STORED DATA:

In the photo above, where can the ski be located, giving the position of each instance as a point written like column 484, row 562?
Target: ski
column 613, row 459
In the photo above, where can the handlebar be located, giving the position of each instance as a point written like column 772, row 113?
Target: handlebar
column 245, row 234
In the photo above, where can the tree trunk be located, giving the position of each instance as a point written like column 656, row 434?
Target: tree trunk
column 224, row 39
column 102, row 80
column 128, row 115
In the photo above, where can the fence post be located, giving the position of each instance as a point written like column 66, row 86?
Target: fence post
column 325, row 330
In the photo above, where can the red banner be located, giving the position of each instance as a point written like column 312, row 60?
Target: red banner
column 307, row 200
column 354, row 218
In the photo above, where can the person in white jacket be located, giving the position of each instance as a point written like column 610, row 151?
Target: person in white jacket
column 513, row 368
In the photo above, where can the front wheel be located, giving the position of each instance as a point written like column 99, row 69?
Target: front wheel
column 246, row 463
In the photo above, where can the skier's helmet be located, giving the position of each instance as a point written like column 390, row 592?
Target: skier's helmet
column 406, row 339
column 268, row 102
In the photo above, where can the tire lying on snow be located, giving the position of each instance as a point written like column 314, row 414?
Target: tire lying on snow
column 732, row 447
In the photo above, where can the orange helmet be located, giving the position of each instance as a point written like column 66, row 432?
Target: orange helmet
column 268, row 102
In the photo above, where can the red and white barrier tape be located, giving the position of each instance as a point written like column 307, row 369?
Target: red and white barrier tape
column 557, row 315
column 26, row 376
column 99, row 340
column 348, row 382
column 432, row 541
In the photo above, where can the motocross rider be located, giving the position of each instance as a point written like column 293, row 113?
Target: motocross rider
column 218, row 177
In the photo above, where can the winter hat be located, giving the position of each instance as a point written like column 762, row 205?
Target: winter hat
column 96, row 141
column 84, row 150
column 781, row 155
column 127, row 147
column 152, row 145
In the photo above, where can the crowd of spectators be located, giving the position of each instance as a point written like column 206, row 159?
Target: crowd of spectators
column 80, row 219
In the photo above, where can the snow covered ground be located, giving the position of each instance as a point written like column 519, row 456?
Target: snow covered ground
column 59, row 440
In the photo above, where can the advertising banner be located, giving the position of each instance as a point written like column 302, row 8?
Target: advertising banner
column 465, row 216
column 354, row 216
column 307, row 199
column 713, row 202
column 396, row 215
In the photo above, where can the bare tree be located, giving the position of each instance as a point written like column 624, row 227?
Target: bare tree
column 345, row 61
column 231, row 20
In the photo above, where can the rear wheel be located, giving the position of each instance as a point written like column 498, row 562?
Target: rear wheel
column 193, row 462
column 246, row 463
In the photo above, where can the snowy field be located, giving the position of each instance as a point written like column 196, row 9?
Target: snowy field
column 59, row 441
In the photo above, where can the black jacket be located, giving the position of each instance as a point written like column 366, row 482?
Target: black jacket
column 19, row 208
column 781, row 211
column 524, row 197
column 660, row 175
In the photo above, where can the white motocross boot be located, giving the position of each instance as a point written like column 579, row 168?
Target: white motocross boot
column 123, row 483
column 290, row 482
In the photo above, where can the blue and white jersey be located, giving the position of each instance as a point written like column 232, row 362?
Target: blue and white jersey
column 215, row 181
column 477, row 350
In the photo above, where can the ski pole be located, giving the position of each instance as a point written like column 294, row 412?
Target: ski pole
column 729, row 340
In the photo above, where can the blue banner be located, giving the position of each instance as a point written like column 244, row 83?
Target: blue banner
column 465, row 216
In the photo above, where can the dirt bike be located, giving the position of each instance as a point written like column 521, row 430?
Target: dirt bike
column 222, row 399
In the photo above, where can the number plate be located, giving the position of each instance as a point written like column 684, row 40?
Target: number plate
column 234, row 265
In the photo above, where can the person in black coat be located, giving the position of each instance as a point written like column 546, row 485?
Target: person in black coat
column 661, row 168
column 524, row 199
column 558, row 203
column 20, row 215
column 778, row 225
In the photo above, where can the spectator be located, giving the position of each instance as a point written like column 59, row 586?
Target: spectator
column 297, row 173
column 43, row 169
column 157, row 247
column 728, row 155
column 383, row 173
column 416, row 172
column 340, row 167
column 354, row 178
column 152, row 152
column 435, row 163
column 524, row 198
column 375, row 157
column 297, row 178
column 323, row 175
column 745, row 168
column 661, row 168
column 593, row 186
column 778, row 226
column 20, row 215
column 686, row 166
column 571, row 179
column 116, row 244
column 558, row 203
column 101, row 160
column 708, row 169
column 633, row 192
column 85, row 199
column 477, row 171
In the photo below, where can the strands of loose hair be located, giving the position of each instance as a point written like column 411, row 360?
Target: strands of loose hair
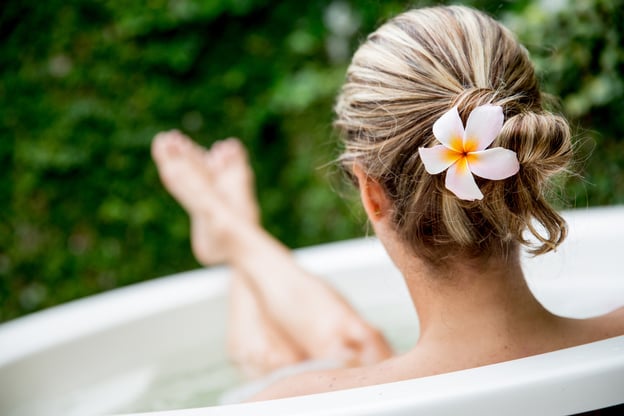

TASK DETAILS:
Turn every line of the data above into a JSON list of strings, one string per line, with blank lines skipped. Leave the pictures out of the answer.

RESULT OF THE EXERCISE:
[
  "In the photo above, where can the ski be located, giving the position of each instance as a point written like column 484, row 562?",
  "Target: ski",
  "column 613, row 459",
  "In the photo above, where can the handlebar be located, giving the position of each instance as a point written like column 772, row 113?",
  "Target: handlebar",
  "column 245, row 234",
  "In the photo above, where can the tree trunk be located, giving the position of each instance as a point written like column 656, row 434?",
  "Target: tree trunk",
  "column 224, row 39",
  "column 102, row 80",
  "column 128, row 115",
  "In the photo above, where can the fence post be located, giving the position of each instance as a point written like column 66, row 86?",
  "Target: fence post",
  "column 325, row 330",
  "In the photo above, where can the red banner be located, giving the position of each instance as a point written like column 312, row 60?",
  "Target: red banner",
  "column 307, row 200",
  "column 354, row 218",
  "In the photo above, where can the person in white jacket be located, giving the position of each instance as a point written like column 610, row 151?",
  "Target: person in white jacket",
  "column 513, row 368",
  "In the photo above, where can the front wheel be located, giving the position of each instance as a point written like column 99, row 69?",
  "Target: front wheel",
  "column 246, row 463",
  "In the photo above, where can the skier's helmet be located, giving the position of each instance as a point written like column 390, row 592?",
  "Target: skier's helmet",
  "column 406, row 339",
  "column 268, row 102",
  "In the photo above, where can the tire lying on snow be located, giving the position of each instance as a point written like column 314, row 414?",
  "Target: tire lying on snow",
  "column 732, row 447",
  "In the photo above, where can the orange helmet be located, giving the position of each instance as a point written like column 66, row 432?",
  "Target: orange helmet",
  "column 268, row 102",
  "In the photo above, where can the red and white barrier tape be located, giving the position of each instance as a point written like column 307, row 369?",
  "Target: red and white barrier tape",
  "column 557, row 315",
  "column 26, row 376",
  "column 99, row 340",
  "column 348, row 382",
  "column 432, row 541",
  "In the photo above, where can the motocross rider be located, giving the position of each instance as a point written like column 293, row 113?",
  "Target: motocross rider",
  "column 218, row 177",
  "In the photo above, where can the winter hat be located, giving the position of each instance as a point written like column 762, row 205?",
  "Target: winter hat",
  "column 96, row 141",
  "column 84, row 150",
  "column 781, row 155",
  "column 127, row 147",
  "column 152, row 145",
  "In the photo above, where can the crowd of spectators be located, giving the position of each instance as a point written like column 206, row 159?",
  "Target: crowd of spectators",
  "column 80, row 219",
  "In the photo above, where can the snow covered ground be located, giving the position of each instance as a point written like column 519, row 456?",
  "Target: snow covered ground",
  "column 59, row 440",
  "In the photo above, where can the advertising banner be located, giving the position of each instance as a point written like column 302, row 8?",
  "Target: advertising banner",
  "column 465, row 216",
  "column 354, row 216",
  "column 307, row 199",
  "column 713, row 202",
  "column 396, row 215",
  "In the photo above, where can the bare tree be located, giving the position of each instance as a point written like column 624, row 227?",
  "Target: bare tree",
  "column 345, row 61",
  "column 231, row 20",
  "In the photo above, where can the rear wheel be located, giving the position of each instance as a point written like column 498, row 562?",
  "Target: rear wheel",
  "column 193, row 462",
  "column 246, row 463",
  "In the photo above, where can the snowy field be located, giving the position of each instance as a point written like column 196, row 9?",
  "Target: snowy field",
  "column 59, row 441",
  "In the photo above, where can the black jacket be located, giving the position of each instance as a point written like column 366, row 482?",
  "Target: black jacket",
  "column 19, row 208",
  "column 781, row 211",
  "column 524, row 197",
  "column 660, row 175",
  "In the photo above, where can the white motocross boot be located, giving the position of each instance as a point written like column 579, row 168?",
  "Target: white motocross boot",
  "column 123, row 483",
  "column 290, row 482",
  "In the photo above, where can the blue and white jersey be located, giving the position of each instance as a point written like column 232, row 362?",
  "Target: blue and white jersey",
  "column 215, row 181",
  "column 477, row 350",
  "In the photo above, where can the ski pole be located, giving the position of each instance as a point written like column 294, row 412?",
  "Target: ski pole",
  "column 729, row 340",
  "In the photo above, where can the blue banner be located, giving the position of each instance as a point written like column 244, row 83?",
  "Target: blue banner",
  "column 465, row 216",
  "In the photo above, where can the dirt bike be located, giving the position of each instance as a point written like column 521, row 430?",
  "Target: dirt bike",
  "column 222, row 399",
  "In the photo above, where can the number plate be located, giving the position of each instance as a point written like column 684, row 40?",
  "Target: number plate",
  "column 234, row 265",
  "In the photo above, where can the person in black coat be located, giving the position of each instance as a point written like column 546, row 485?",
  "Target: person in black coat",
  "column 661, row 168",
  "column 524, row 199",
  "column 558, row 203",
  "column 20, row 215",
  "column 778, row 225",
  "In the photo above, where can the spectator be located, giving the position of each instance as a point written like column 59, row 586?",
  "Target: spectator",
  "column 297, row 173",
  "column 43, row 169",
  "column 157, row 247",
  "column 728, row 155",
  "column 383, row 173",
  "column 416, row 172",
  "column 340, row 167",
  "column 354, row 178",
  "column 152, row 152",
  "column 435, row 163",
  "column 524, row 198",
  "column 375, row 157",
  "column 297, row 178",
  "column 323, row 175",
  "column 745, row 168",
  "column 661, row 168",
  "column 593, row 186",
  "column 778, row 226",
  "column 20, row 215",
  "column 686, row 166",
  "column 571, row 179",
  "column 116, row 244",
  "column 558, row 203",
  "column 101, row 160",
  "column 708, row 169",
  "column 633, row 192",
  "column 85, row 199",
  "column 477, row 171",
  "In the photo below, where can the strands of loose hair be located, giving the position of each instance as a point written like column 411, row 360?",
  "Target: strands of loose hair"
]